*Directive*
Add -38 to every x and y coordinate in the data, from the line containing "the beige wall" through the end of the data, inclusive, and write out each line in that span in full.

*Items from a dataset*

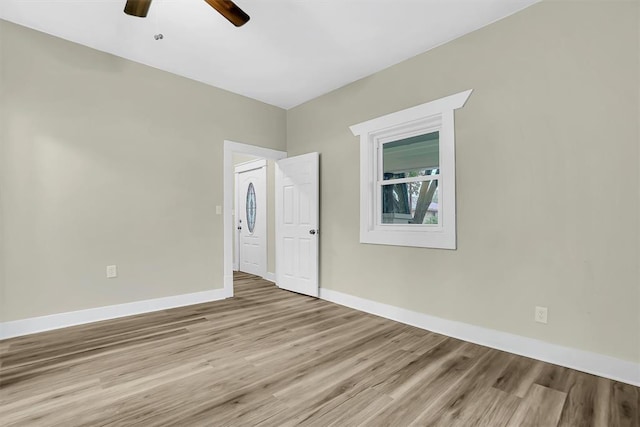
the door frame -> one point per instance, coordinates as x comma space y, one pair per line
240, 168
228, 181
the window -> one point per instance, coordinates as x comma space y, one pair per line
407, 176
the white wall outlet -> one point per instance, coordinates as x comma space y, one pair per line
112, 271
541, 315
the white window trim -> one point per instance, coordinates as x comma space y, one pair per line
429, 117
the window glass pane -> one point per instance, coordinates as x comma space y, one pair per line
411, 157
410, 203
251, 207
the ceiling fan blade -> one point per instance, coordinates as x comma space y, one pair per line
229, 10
138, 8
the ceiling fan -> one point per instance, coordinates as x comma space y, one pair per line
226, 8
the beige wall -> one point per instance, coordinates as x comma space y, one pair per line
547, 175
104, 161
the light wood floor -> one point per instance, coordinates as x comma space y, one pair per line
274, 358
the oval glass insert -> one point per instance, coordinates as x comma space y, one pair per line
251, 207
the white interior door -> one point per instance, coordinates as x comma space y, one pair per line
297, 212
251, 217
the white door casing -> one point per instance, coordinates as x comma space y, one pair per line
251, 217
297, 221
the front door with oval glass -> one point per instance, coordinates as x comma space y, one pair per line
250, 217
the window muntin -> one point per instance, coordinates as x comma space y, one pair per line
409, 170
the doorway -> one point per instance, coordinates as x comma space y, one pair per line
250, 216
250, 152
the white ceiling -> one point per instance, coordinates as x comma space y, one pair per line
290, 51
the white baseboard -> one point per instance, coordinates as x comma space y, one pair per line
592, 363
33, 325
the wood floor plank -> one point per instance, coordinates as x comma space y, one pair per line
269, 357
541, 406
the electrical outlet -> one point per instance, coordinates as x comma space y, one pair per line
112, 271
541, 315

*Reply*
the beige wall -> one point per instance, coordinates as x comma space y, one pair per line
509, 137
66, 123
the light wood floor -> one point per instance, coordinates as x comma space y, one pair per line
236, 320
the oval glass insert -> one point per instance, coordinates as x comma space y, one pair per line
213, 169
the white interior door -> one point per instance, coordinates as x comma space y, one pair per line
259, 174
213, 179
the white door casing -> one point per instance, coordinates as x comma space y, one pair per line
213, 179
259, 183
the front door with oval glass -> one point per instance, coordinates as x comma space y, one pair per line
212, 179
the window muntin -> one point per instance, coordinates as x comma space y, one pair per line
371, 132
the doorway -> one point per instance, coordinates as x comma space y, one pair per line
212, 178
212, 114
the white ceiling -> one point per instance, coordinates as x comma space y, one pair per line
252, 13
the white baseboard -> one point per instance, coordinates as x comma space y, one pair per line
554, 325
-5, 287
the wood floor plank -> one point per instance, coordinates as x comma space y, one pair per line
231, 319
503, 368
the electrical outlet -> one point per instance, coordinates as x comma space y, one pair per line
74, 233
503, 277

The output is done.